_Exercise prompt_
Repeat the records below exactly, leaving out every picture.

Data records

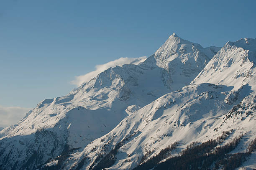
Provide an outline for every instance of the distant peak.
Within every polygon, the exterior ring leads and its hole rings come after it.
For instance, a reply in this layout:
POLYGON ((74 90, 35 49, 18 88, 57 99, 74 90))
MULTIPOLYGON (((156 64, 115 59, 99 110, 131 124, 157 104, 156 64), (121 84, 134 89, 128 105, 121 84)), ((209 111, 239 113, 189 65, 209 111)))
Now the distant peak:
POLYGON ((177 37, 178 36, 177 35, 177 34, 176 34, 175 33, 173 33, 171 36, 172 36, 173 37, 177 37))

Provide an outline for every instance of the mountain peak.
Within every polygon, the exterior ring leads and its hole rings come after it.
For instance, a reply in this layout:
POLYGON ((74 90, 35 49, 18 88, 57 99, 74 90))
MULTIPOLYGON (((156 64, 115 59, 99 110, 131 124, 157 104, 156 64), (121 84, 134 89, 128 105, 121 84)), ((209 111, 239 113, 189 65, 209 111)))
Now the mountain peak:
POLYGON ((177 34, 176 34, 176 33, 173 33, 172 34, 172 36, 173 36, 173 37, 179 37, 177 34))

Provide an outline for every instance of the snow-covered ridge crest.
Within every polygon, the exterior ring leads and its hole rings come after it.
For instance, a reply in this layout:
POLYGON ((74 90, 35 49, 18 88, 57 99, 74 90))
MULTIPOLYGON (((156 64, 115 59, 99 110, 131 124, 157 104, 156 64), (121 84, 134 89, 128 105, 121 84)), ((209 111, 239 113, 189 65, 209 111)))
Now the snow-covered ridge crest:
POLYGON ((256 40, 229 41, 191 82, 231 85, 234 89, 249 84, 255 90, 256 40))
POLYGON ((84 148, 128 114, 189 84, 206 64, 205 58, 211 58, 214 53, 210 48, 204 53, 200 46, 172 36, 168 43, 183 47, 178 51, 184 49, 177 52, 174 59, 167 61, 173 53, 165 52, 172 47, 162 46, 163 49, 138 65, 110 68, 66 96, 42 101, 19 122, 1 131, 1 166, 8 169, 26 165, 33 169, 59 155, 67 145, 70 149, 84 148), (158 54, 160 51, 165 58, 158 54), (169 66, 163 66, 162 61, 169 66), (13 150, 7 149, 13 145, 13 150), (33 156, 35 153, 43 156, 33 156))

_Task result_
Provide an outline for every instance of the distant peak.
Within every polygon, the exterior ring leads and its hole rings come after it.
For instance, a reply in this layout:
POLYGON ((74 90, 35 49, 18 88, 57 99, 74 90))
MULTIPOLYGON (((156 64, 115 59, 99 110, 131 124, 157 104, 156 64), (121 84, 134 89, 128 105, 121 84)), ((209 111, 239 113, 189 65, 209 111)))
Now the distant peak:
POLYGON ((177 37, 178 36, 177 35, 177 34, 176 34, 175 33, 173 33, 171 36, 172 36, 173 37, 177 37))

Provide an outline for every instance of the mountain peak.
Within every polygon, the exterior ring leads and its hole rings come after it.
For instance, a reply in this layout:
POLYGON ((74 90, 35 49, 18 88, 57 99, 74 90))
MULTIPOLYGON (((156 64, 115 59, 99 110, 131 124, 157 104, 156 64), (121 84, 134 89, 128 105, 121 84)), ((209 111, 239 113, 189 65, 209 111)))
Now the mountain peak:
POLYGON ((177 34, 176 34, 176 33, 173 33, 172 34, 172 36, 173 36, 173 37, 179 37, 177 34))

Provide an outline for every instance of the snow-covered ridge crest.
Within every polygon, the exterior ring leads and its hole rings come after it.
For instance, a reply in this layout:
POLYGON ((74 90, 35 49, 18 88, 57 99, 74 90))
MULTIPOLYGON (((156 64, 115 59, 99 110, 131 124, 157 104, 156 64), (121 84, 134 89, 128 105, 121 84)), ((209 111, 239 113, 189 65, 209 111)))
Now the snow-covered ridge crest:
POLYGON ((256 40, 229 41, 191 82, 231 85, 234 89, 249 84, 255 90, 256 40))
POLYGON ((84 148, 128 114, 189 84, 206 64, 205 58, 211 58, 214 53, 210 48, 204 53, 200 46, 172 36, 168 43, 183 47, 178 51, 184 49, 177 52, 174 59, 167 61, 173 53, 165 52, 172 47, 162 46, 163 49, 138 65, 110 68, 66 96, 42 101, 19 122, 1 131, 1 166, 8 169, 26 165, 33 169, 59 155, 67 145, 70 149, 84 148), (158 54, 160 51, 165 58, 158 54), (169 66, 163 66, 162 61, 169 66), (13 150, 7 149, 13 145, 13 150), (33 156, 35 153, 43 156, 33 156))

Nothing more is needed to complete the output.